■ **Passage provided**
==================================================
Background information
- Origin: Nottingham, England
- Genres: Indie pop; alternative rock; indie rock;
- Years active: 2012–present
- Labels: RCA, Sony Music Entertainment
- Members: Joshua Keogh; Tom Sperring; Henry Wyeth;
- Past members: Felix Archer; Will Jones;
- Website: www.amber-run.com

= Amber Run =

British indie rock band

Amber Run are a British indie rock band from Nottingham, composed of Joshua "Joe" Keogh, Tom Sperring, and Henry Wyeth. The band have released three full-length albums, three mini-albums, and five EPs. Initially called Amber, they later changed their name to avoid conflict with the Dutch dance-pop singer of same name.

==History==
===Formation===
Joshua Keogh, Tom Sperring, and Will Jones were originally friends from Buckinghamshire at Dr Challoner's Grammar School, where they played in an alternative rock band. With Felix Archer from the same area and Henry Wyeth from Kent, they met while studying at the University of Nottingham. They all studied for degrees in humanities and law but abandoned their studies in the second year to focus on the band. Keogh initially performed under his own name and started to get "a bit of momentum [so] we sat down and jammed out one day and there was something about it. It was so much better than what I was doing solo, so we started a band".

Thanks to local BBC presenter Dean Jackson, the band featured on the BBC Introducing stage at Reading Festival in 2013—only the fourth show the band had ever played. Their presence attracted a number of A&R people to the show, and after a few weeks of negotiating, the band signed to RCA.

===2014–2015: Noah and debut album===
On 14 February 2014, Amber Run released their first EP, Noah, which consisted of four songs. Two months later, after supporting Kodaline on their March 2014 tour, they released their second EP, titled Spark, on 18 April 2014. Their third EP, Pilot, was released on 19 September 2014.

In March 2014, the band announced they had been recording their debut album throughout January and February, with Mike Crossey and Sam Winfield, "who's in many ways the sixth member of our band".
==================================================
[Data drawn from a collection]
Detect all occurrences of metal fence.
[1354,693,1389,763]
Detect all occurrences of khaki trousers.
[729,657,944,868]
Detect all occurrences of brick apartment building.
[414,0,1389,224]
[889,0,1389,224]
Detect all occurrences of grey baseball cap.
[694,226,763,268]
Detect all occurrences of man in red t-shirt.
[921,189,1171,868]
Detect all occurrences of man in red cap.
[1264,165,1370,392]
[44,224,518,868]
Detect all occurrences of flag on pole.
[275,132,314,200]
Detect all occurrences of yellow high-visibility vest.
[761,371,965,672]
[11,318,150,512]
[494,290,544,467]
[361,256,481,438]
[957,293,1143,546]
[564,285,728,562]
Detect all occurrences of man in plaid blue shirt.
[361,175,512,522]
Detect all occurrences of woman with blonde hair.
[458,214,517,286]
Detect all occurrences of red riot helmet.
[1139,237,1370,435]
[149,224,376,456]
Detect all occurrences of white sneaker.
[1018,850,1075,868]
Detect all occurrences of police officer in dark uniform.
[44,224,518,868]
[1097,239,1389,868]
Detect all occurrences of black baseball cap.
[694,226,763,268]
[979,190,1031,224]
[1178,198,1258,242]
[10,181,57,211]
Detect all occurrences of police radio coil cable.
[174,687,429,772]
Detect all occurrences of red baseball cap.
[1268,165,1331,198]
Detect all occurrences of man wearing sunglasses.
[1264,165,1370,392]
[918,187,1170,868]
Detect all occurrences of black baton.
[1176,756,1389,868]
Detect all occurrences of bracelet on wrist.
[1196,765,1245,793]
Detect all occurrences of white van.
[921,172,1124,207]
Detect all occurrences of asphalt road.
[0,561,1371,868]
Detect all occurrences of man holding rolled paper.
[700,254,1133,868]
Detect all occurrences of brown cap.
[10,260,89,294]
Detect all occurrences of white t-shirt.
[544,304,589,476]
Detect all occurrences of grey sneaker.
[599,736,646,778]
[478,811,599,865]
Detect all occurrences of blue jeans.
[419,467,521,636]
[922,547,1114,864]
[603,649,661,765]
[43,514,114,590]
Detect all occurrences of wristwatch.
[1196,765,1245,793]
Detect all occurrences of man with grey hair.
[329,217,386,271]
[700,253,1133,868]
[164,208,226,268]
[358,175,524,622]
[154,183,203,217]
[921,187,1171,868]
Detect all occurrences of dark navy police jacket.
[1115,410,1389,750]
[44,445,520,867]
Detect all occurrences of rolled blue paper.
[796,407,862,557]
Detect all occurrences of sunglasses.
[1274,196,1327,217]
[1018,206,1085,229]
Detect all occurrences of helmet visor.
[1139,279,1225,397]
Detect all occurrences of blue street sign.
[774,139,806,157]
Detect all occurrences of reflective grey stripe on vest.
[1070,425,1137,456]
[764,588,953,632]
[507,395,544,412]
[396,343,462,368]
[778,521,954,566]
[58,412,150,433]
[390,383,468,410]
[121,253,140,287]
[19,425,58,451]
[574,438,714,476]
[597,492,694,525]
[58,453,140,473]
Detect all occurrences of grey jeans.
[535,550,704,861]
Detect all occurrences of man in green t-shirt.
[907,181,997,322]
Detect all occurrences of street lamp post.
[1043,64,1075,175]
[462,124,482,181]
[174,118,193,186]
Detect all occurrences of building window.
==================================================
Extract, word for word, the portion of the Amber Run article that starts with the words containing "Thanks to local" and ends with "signed to RCA.". This data stands apart from the Amber Run article and is a separate body of material.

■ **Solution to this problem**
Thanks to local BBC presenter Dean Jackson, the band featured on the BBC Introducing stage at Reading Festival in 2013—only the fourth show the band had ever played. Their presence attracted a number of A&R people to the show, and after a few weeks of negotiating, the band signed to RCA.